Domestic Covered Call ETF Strategy Comparison: Daily/OTM/Target Selection Guide
Domestic Covered Call ETF Strategy Comparison
Covered Call ETFs, which garner attention for their high distribution rates, are evolving beyond simple monthly dividends into a variety of strategies. This post analyzes key strategic elements, including option expiry (Daily/Weekly), strike price (OTM), and target distribution rate (Target), to present criteria for selecting stable monthly dividend investments.
Domestic Covered Call ETF Strategy Comparison: Selection Criteria for 2nd Generation Covered Calls Beyond Monthly Dividends
1. The Basic Principle and Dilemma of Covered Call ETFs
The Covered Call strategy involves buying an underlying asset (stock or index) and simultaneously selling a Call Option on that same asset. The advantages and disadvantages of this strategy are clearly distinct.

■ Task list
1. Name the key strategic elements that the covered call ETF text says it analyzes, each with the label it gives in parentheses.
2. Summarize the covered call ETF text in two sentences.
3. Reproduce the stretch of the covered call ETF text from "Domestic Covered Call ETF Strategy Comparison: Daily/OTM/Target" through "monthly dividend investments.".

[Items from a dataset]
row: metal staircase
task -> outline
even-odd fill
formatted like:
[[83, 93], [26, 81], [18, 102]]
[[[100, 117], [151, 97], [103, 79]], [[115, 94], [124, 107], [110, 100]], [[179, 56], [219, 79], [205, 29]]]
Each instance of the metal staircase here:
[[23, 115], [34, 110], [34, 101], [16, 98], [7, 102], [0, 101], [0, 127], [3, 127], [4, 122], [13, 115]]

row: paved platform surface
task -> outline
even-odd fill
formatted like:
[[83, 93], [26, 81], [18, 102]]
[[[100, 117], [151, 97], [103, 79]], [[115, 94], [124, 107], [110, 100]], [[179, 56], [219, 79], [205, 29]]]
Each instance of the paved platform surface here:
==
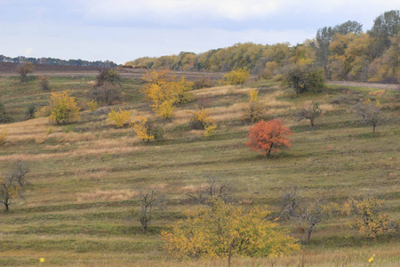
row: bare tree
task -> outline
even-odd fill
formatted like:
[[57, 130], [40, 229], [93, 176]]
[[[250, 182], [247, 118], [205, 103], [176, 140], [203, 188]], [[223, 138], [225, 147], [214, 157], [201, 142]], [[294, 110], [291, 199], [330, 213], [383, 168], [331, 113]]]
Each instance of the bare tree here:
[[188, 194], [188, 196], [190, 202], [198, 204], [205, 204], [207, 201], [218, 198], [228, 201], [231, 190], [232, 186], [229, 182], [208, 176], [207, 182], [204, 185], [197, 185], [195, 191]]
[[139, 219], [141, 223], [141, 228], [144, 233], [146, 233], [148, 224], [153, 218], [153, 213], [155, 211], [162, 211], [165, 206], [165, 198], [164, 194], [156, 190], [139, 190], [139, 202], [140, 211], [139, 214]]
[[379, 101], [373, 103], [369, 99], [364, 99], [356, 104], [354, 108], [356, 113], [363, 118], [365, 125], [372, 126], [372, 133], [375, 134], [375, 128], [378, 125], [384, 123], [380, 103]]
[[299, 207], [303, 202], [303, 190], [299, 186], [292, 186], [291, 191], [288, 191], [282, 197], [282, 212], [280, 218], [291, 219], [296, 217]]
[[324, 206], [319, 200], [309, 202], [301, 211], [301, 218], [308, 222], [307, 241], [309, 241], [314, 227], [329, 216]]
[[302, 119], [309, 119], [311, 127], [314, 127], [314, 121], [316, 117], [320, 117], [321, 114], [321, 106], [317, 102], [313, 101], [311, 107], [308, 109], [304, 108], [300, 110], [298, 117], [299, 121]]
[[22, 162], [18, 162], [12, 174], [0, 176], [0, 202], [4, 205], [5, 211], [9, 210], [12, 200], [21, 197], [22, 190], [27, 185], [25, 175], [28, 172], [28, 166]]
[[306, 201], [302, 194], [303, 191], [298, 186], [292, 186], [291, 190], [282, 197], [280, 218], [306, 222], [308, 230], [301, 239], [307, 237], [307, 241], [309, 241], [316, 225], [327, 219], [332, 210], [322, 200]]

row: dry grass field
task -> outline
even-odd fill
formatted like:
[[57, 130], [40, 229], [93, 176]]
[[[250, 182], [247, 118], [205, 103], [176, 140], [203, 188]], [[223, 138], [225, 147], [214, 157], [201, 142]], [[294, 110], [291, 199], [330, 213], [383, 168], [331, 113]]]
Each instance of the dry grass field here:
...
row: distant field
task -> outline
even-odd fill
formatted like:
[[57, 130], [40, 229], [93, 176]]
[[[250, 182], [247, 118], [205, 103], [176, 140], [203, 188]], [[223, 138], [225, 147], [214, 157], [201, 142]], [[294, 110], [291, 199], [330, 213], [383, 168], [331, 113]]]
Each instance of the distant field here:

■ Full solutions
1.
- Option expiry (Daily/Weekly)
- Strike price (OTM)
- Target distribution rate (Target)

2. Covered call ETFs, noted for high distribution rates, are evolving from simple monthly dividends into a variety of strategies. The text analyzes option expiry, strike price, and target distribution rate to present criteria for selecting stable monthly dividend investments, and it explains that the strategy buys an underlying asset while selling a call option on it.

3.
Domestic Covered Call ETF Strategy Comparison: Daily/OTM/Target Selection Guide
Domestic Covered Call ETF Strategy Comparison
Covered Call ETFs, which garner attention for their high distribution rates, are evolving beyond simple monthly dividends into a variety of strategies. This post analyzes key strategic elements, including option expiry (Daily/Weekly), strike price (OTM), and target distribution rate (Target), to present criteria for selecting stable monthly dividend investments.